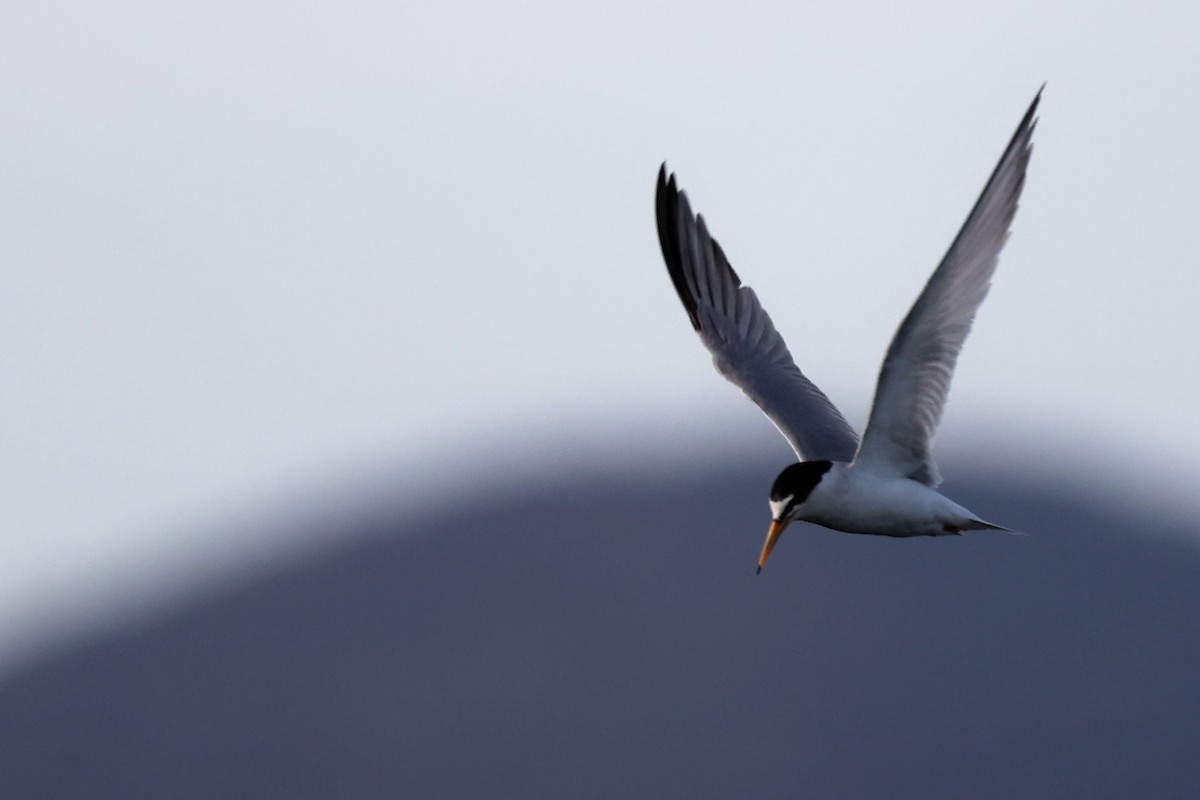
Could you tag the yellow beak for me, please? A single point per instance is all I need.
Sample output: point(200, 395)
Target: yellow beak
point(777, 528)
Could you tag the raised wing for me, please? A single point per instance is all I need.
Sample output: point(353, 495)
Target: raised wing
point(916, 374)
point(745, 346)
::::
Could you rewrite the records above with each "instance" changed to "occurrence", keeping everything else unchanged and leaving out the pictures?

Complete output
Could you tag the yellow beak for me, please? A single point per occurrence is all I need.
Sample output: point(200, 395)
Target: yellow beak
point(777, 528)
Could you tag the raised wing for me, please? A single point per occurrence is all I need.
Sample output: point(353, 495)
Target: raised wing
point(916, 374)
point(745, 346)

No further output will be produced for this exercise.